* Written instruction 1 *
Rewrite the records below, replacing "instance" with "occurrence" and keeping everything else unchanged. Leave the pictures out of your answer.

* Source excerpt *

──────

# Advice on the Hawkes Bay please



## camper8 (Feb 1, 2009)

Hi folks I am hoping someone can offer some advice please.

I have previously lived in Wellington for 5 years and am returning soon to NZ, although it is likely we will base ourselves in the Hawkes Bay as it is closer to my husband's family (and I think the climate is better!).

We have young children who will start school in the next few years and would like advice if possible on the suburbs and schools which would be more desirable. We won't have a fantastic income, but not knowing the Napier / Hastings area so well we would like if possible to chose a nicer area where the kids will enjoy school and that the academic standards are good. Can anyone please recommend anywhere? Closer to the sea the better 

Thank you for your help.


----------



## kiwigser (Mar 1, 2011)

camper8 said:


> Hi folks I am hoping someone can offer some advice please.
> 
> I have previously lived in Wellington for 5 years and am returning soon to NZ, although it is likely we will base ourselves in the Hawkes Bay as it is closer to my husband's family (and I think the climate is better!).
> 
> ...


Hello, I am replying to welcome you back, Hawkes bay is definitely a better climate than Wellington, although I must admit to enjoying my visits there. I am afraid I can offer no help regards education, but from my trips to Hawkes bay I can only offer these observations: Napier knows its market and caters for visitors all year round, with some event most weeks, but the beach is not up to much and you must go to Ocean Beach or its neighbours for good sand and surf. Hastings is much quieter and sedate. One surprise was Havelock North, although I only visited briefly it seems to be really worth a look, also do not forget Gizzy (Gisborne), a bit isolated but its a nice town (city) with attitude.

good luck


----------



## johnnie (Mar 3, 2010)

Hi if you are moving napier i have heard that a school near bay view is good hase a decile rating of 7 i think go on to edjecation nz that has a list of schools that you can look at my two girls are 8 10 they want to go to napier girls high wich is good at he moment they are at fraser town we have been hear 4 wks so far we will be bying a house in napier.


----------

──────

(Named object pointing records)

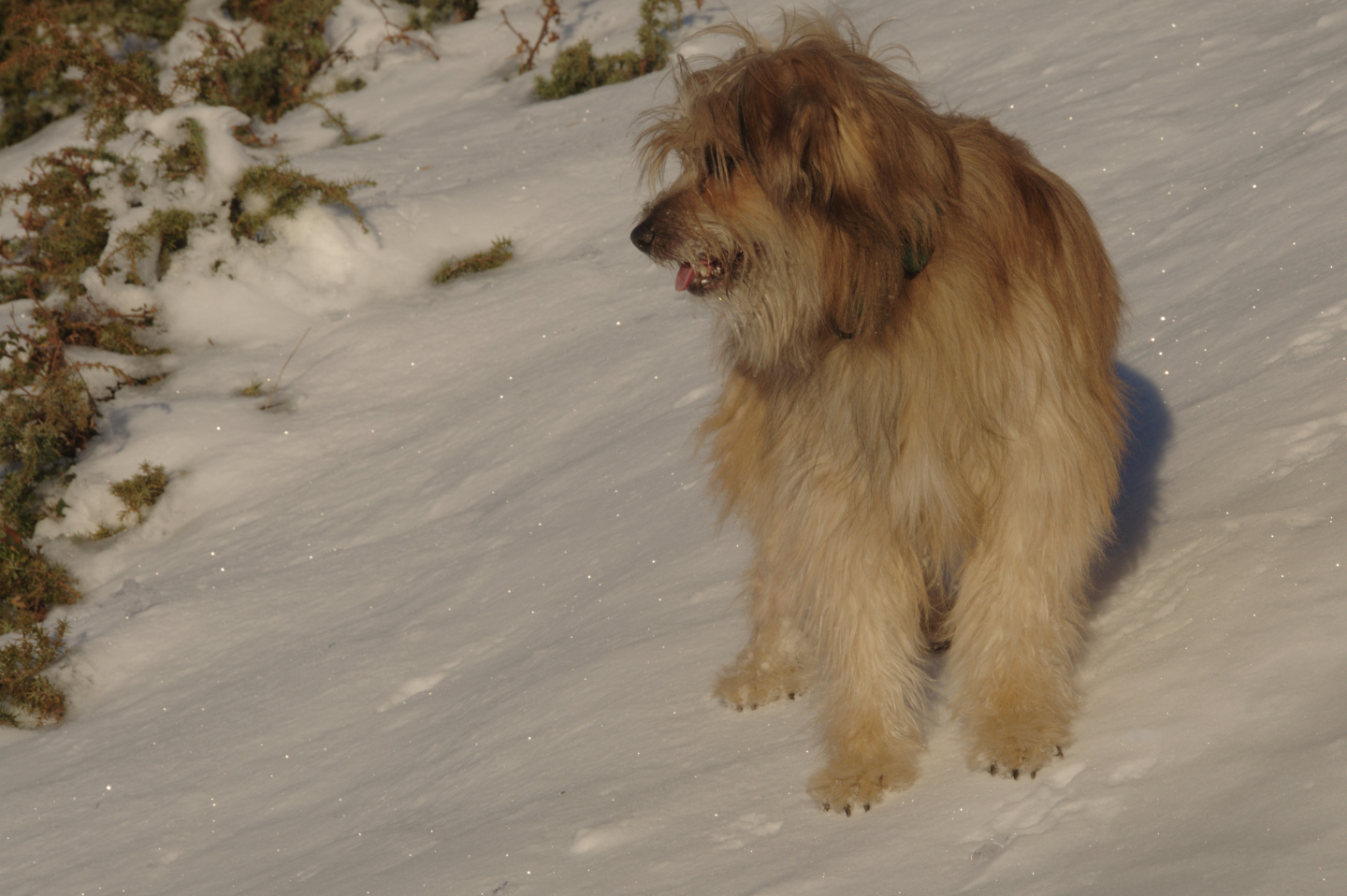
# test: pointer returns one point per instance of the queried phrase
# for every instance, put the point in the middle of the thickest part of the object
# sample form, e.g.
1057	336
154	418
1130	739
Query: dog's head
810	174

──────

* Written instruction 2 *
In the forum thread about moving to the Hawkes Bay, how long had the first poster previously lived in Wellington?

* Output 1 *
# test: pointer returns one point per occurrence of the queried phrase
# for every occurrence, put the point in the middle of the thickest part of the object
# sample form, e.g.
1057	336
154	418
1130	739
Query: dog's head
810	174

* Output 2 *
5 years